> Что нужно сделать
Повторите без изменений фрагмент приведенного ниже текста о Молдове, начиная со слов "Молдова пока еще" и заканчивая словами "в 1991 году." включительно.

> Исходный текст
○ ○ ○ ○ ○ ○ ○

И, тем не менее, в отличие от прочих постсоветских стран, в Молдавии все происходит по-настоящему. Тут нет ни единого шанса на фальшь, на искаженную картину реальности. Именно тут, в Молдове, раньше прочих мест и территорий становятся ясными некоторые вещи. К примеру, о том, что болтовня о всяких там переходных периодах — не более чем болтовня. О том, что весь период последних двадцати пяти лет был периодом демодернизации и деградации. О том, что геополитический выбор существует только в головах идиотов. О том, что общество может выживать не только с опорой на государство, но часто — сопротивляясь государству. О том, что некоторые идеи выговариваются до конца до такой степени, что кожей ощущается самая что ни на есть прагматическая потребность в новой картине мира.
Молдова пока еще жива. Хотя она раньше всех переплыла постсоветский Стикс. Молдова жива как общество, ищущее свое подлинное молдавское государство. Государство, в котором можно дышать и развиваться.
Государство, способное по своей органике и институтам быть огромным шагом новизны. Особенно в сравнении с тем государственно-политическим ширпотребом, в которое обрядили бывшие советские республики в 1991 году.
Когда-то давно, когда у меня вышла вторая книжка, я сделал шаг, который тогда никто больше не делал: я пригласил Ткачука выступить на презентации книги. Это произвело фурор в рядах «местной интеллигенции». Сейчас, оглядываясь назад, я думаю, что подобрал правильные аргументы, а шаблоны, которыми мыслили многие местные интеллектуалы, и сегодня выглядят ультрапровинциальными. Я им тогда сказал, что если они боятся выйти на ринг лицом к лицу со своими противниками, то зря вообще за что-то борются. В то же время, я утверждал, что «вид Ерну-Ткачук» находится на грани вымирания. Я принадлежу к последнему поколению интеллигенции «на задворках Империи», как я это называю. Как ты сам себя видишь в интеллектуальном пейзаже Бессарабии?
В начале 90-х мне казалось, что мы все — ну те, кто остались в Бессарабии, и кто при этом не принял ценности и радости нового мира, — этакие «последние римляне». Подобно Боэцию при дворе Теодориха в Равенне. Лишние люди у порога очередного средневековья, несущие тяжелый и бесполезный багаж советской античности.
Теперь я думаю иначе. Все-таки тут точнее твое определение: «контрабандисты и переводчики в пограничной зоне». Причем граница эта не только между пространственными мирами — Востоком и Западом, Балканами и Причерноморьем, романской и славянской культурами. Это граница не только хронологическая, во времени — между прошлым и будущим. Самое главное, это — смысловая граница. Именно тут, где-то в наших местах, пересекаются все эти смыслы, порождая целый круг, настоящую плеяду людей, являющихся суверенными носителями именно такой, новой, идейной амальгамы. Людей, способных видеть в пограничье, в пересекающихся мирах и смыслах то, чего не видно в метрополии этих миров. «Великое видится на расстоянии», а смыслы глубже понимаются только на границе, у своих собственных границ.

○ ○ ○ ○ ○ ○ ○

Строки набора данных для указания на объекты:

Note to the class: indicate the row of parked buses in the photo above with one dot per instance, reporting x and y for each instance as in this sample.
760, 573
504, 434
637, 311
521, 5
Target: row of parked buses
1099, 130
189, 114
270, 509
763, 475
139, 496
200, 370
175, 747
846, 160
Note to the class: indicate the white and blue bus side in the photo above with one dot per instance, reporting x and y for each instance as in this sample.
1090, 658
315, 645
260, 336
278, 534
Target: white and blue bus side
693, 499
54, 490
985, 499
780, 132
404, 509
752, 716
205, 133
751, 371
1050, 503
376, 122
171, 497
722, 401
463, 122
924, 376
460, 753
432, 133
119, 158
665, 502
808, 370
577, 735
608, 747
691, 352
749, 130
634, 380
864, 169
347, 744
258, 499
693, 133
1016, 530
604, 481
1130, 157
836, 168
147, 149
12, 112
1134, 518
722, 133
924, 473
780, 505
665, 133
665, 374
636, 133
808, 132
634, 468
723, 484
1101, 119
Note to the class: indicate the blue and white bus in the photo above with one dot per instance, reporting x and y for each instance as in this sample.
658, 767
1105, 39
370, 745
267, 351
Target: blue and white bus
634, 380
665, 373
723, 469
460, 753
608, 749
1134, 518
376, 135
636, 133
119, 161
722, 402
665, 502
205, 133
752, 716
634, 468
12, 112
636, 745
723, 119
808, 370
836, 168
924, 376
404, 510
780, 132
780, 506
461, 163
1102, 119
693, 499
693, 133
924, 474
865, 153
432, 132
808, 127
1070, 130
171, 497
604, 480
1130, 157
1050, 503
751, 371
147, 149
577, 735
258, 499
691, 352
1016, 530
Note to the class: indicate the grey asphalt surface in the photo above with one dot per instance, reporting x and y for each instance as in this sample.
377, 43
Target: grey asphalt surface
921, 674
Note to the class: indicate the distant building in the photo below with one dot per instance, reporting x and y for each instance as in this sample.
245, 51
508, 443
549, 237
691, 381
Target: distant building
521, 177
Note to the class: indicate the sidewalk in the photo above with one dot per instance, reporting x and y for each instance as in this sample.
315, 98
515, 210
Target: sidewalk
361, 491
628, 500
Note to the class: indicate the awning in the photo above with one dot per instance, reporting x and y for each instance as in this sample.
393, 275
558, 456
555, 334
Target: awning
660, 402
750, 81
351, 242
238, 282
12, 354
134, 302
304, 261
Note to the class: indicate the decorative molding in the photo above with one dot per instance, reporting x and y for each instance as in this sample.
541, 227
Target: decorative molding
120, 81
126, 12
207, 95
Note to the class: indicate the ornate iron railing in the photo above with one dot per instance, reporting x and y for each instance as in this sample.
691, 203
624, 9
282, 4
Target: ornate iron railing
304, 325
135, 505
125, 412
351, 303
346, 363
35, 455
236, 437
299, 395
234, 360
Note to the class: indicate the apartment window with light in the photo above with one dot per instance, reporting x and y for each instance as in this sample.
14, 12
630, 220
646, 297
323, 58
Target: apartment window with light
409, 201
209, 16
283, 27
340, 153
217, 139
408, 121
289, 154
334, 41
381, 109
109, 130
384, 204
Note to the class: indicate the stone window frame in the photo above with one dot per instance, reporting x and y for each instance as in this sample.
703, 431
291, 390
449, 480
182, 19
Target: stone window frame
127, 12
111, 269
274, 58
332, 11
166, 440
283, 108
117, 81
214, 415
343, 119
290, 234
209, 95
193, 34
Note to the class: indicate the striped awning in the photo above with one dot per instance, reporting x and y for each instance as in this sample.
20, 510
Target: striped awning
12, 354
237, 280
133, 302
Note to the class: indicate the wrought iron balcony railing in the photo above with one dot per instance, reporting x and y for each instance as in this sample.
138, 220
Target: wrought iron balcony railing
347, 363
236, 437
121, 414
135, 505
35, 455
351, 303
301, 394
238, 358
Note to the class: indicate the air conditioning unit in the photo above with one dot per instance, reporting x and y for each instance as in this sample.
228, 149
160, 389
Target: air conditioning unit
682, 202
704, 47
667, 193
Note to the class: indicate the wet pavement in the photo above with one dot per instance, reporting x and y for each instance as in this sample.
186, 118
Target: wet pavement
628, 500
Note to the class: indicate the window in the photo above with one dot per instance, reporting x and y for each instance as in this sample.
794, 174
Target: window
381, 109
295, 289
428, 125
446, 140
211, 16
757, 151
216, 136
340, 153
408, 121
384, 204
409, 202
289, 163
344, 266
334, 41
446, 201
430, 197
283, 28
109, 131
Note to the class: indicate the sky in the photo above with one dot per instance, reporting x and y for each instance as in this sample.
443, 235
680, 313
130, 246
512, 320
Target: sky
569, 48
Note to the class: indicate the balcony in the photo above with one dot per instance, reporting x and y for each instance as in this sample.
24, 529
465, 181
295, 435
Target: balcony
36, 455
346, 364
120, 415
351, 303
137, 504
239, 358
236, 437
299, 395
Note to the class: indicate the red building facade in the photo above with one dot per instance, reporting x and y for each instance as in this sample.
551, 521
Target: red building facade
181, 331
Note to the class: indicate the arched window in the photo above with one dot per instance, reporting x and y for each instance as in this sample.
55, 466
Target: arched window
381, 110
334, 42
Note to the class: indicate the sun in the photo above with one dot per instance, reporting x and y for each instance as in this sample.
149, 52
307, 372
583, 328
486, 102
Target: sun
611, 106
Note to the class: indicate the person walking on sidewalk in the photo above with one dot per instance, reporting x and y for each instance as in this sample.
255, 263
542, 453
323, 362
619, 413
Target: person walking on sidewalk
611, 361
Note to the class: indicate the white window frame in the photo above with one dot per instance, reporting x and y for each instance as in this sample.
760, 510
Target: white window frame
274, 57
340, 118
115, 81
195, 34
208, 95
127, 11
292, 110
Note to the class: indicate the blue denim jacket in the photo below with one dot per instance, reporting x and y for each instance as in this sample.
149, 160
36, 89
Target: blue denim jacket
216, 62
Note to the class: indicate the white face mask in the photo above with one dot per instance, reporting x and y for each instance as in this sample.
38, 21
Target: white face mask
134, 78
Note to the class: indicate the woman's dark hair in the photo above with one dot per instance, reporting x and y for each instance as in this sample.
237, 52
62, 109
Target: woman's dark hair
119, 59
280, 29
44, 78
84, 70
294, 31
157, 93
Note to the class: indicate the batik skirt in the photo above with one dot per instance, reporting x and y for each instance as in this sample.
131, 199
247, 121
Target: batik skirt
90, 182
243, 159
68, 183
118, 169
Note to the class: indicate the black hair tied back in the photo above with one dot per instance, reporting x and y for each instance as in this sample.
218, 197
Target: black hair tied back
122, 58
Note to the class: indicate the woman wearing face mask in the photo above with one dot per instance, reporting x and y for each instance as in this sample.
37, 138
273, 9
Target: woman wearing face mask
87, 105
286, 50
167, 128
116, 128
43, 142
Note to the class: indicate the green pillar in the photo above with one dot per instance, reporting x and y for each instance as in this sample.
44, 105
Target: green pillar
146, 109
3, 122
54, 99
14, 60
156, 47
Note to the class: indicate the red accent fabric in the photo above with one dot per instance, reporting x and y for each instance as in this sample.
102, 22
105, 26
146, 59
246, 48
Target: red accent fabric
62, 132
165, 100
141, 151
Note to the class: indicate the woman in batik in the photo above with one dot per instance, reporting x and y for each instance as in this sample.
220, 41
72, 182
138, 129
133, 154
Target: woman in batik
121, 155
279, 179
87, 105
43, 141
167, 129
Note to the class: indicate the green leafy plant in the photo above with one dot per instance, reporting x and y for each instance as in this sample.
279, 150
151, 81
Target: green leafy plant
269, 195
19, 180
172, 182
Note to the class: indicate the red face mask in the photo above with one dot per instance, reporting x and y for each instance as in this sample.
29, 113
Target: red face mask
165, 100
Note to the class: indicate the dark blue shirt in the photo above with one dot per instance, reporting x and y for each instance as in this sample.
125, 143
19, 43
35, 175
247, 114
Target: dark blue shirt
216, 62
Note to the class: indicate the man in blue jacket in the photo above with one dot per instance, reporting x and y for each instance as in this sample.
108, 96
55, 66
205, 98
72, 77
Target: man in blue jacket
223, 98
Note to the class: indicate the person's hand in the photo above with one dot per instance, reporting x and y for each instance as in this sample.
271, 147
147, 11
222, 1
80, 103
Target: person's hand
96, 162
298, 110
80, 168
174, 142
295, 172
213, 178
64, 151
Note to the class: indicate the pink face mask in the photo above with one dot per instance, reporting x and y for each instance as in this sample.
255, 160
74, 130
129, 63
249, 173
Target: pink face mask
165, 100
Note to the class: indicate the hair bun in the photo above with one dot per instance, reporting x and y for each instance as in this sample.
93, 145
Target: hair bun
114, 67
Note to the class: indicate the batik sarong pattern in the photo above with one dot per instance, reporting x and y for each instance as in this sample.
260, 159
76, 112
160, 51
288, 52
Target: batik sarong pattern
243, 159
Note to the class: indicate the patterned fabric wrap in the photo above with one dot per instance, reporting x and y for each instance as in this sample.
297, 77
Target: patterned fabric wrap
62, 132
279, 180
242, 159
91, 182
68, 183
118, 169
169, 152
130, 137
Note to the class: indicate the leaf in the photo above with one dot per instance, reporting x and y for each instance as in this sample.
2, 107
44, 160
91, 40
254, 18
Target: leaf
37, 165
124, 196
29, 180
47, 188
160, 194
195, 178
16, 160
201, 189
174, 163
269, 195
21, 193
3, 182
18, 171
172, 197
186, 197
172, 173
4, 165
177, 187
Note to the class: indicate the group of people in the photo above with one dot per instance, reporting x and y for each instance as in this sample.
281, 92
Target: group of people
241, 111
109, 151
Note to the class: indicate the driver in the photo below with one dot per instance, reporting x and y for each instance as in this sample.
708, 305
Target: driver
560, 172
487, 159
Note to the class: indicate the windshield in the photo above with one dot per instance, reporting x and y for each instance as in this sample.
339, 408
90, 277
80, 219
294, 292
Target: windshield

○ ○ ○ ○ ○ ○ ○

> Ответ
Молдова пока еще жива. Хотя она раньше всех переплыла постсоветский Стикс. Молдова жива как общество, ищущее свое подлинное молдавское государство. Государство, в котором можно дышать и развиваться.
Государство, способное по своей органике и институтам быть огромным шагом новизны. Особенно в сравнении с тем государственно-политическим ширпотребом, в которое обрядили бывшие советские республики в 1991 году.